PROMPT – Reproduce all of the material below line for line, changing nothing.

--- BEGIN EXERCISE INPUTS ---

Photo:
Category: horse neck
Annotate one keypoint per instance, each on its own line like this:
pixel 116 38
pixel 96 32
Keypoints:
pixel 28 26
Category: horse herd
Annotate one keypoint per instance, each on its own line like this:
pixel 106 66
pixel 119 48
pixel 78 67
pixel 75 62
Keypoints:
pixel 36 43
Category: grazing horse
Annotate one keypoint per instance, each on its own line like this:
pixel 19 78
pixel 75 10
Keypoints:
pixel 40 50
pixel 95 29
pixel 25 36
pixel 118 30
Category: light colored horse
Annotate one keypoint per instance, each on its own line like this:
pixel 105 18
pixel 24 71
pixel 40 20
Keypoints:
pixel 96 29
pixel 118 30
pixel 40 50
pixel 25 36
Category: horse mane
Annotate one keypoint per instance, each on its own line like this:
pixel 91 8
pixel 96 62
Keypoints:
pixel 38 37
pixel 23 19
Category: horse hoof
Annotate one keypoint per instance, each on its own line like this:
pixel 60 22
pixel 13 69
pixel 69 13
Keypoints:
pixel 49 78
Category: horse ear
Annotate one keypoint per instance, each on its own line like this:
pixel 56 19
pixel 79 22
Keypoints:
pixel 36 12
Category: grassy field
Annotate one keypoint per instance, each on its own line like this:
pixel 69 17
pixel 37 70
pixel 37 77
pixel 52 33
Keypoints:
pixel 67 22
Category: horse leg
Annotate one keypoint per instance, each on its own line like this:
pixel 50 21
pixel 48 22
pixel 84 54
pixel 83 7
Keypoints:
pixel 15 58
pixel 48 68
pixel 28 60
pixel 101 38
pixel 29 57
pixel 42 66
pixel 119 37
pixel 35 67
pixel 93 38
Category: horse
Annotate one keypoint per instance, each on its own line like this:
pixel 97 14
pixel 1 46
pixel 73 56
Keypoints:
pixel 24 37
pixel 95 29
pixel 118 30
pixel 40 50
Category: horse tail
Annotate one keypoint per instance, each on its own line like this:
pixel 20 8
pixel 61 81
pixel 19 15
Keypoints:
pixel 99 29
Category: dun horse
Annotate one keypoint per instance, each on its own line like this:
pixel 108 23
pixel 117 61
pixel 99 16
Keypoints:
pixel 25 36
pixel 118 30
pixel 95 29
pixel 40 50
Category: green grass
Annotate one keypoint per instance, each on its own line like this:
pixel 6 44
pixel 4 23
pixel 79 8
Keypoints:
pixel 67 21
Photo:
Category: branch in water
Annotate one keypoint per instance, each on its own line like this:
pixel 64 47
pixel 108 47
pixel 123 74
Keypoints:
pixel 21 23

--- END EXERCISE INPUTS ---

SOLUTION FOR THIS EXERCISE –
Photo:
Category: horse neck
Annotate one keypoint per instance, each on its own line like this:
pixel 116 38
pixel 96 32
Keypoints:
pixel 28 26
Category: horse herd
Annotate one keypoint per instance, each on its own line like this:
pixel 106 66
pixel 119 48
pixel 78 67
pixel 75 62
Keypoints:
pixel 36 43
Category: grazing horse
Annotate one keypoint per instance, each on its own line like this:
pixel 19 78
pixel 75 10
Keypoints:
pixel 40 50
pixel 95 29
pixel 25 36
pixel 118 30
Category: light colored horse
Annotate one keypoint per instance, each on its own line like this:
pixel 105 18
pixel 24 71
pixel 40 20
Keypoints:
pixel 96 29
pixel 118 30
pixel 40 50
pixel 25 36
Category: horse mane
Annotate one keypoint per instance, each on its own line like this:
pixel 91 8
pixel 96 62
Keypoints:
pixel 38 37
pixel 23 19
Category: horse hoof
Annotate one keypoint per instance, each on its own line like this:
pixel 60 22
pixel 13 69
pixel 69 13
Keypoints:
pixel 49 78
Category: horse ear
Annotate one keypoint per instance, each on its own line like this:
pixel 56 19
pixel 79 22
Keypoints:
pixel 36 12
Category: grassy field
Annotate one keypoint per instance, each on its own line like this:
pixel 69 17
pixel 37 70
pixel 37 77
pixel 52 33
Keypoints:
pixel 67 22
Category: horse leg
Annotate one keypoint per instance, each on its own line like this:
pixel 50 21
pixel 48 22
pixel 84 54
pixel 83 7
Keypoints:
pixel 15 58
pixel 48 68
pixel 28 60
pixel 101 38
pixel 29 57
pixel 42 66
pixel 119 37
pixel 35 67
pixel 93 38
Category: horse
Annotate one keypoint per instance, each on its own line like this:
pixel 97 14
pixel 1 46
pixel 73 56
Keypoints:
pixel 24 37
pixel 95 29
pixel 118 30
pixel 40 50
Category: horse tail
Annotate one keypoint per instance, each on its own line like this:
pixel 20 8
pixel 61 81
pixel 19 15
Keypoints:
pixel 99 29
Category: dun horse
Annotate one keypoint per instance, each on its own line like this:
pixel 108 23
pixel 117 61
pixel 99 16
Keypoints:
pixel 25 36
pixel 118 30
pixel 95 29
pixel 40 50
Category: green grass
Annotate one keypoint per instance, each on its own line like this:
pixel 6 44
pixel 4 23
pixel 79 8
Keypoints:
pixel 67 21
Photo:
Category: branch in water
Annotate one keypoint per instance, each on its own line like this:
pixel 64 47
pixel 108 47
pixel 123 74
Keypoints:
pixel 21 23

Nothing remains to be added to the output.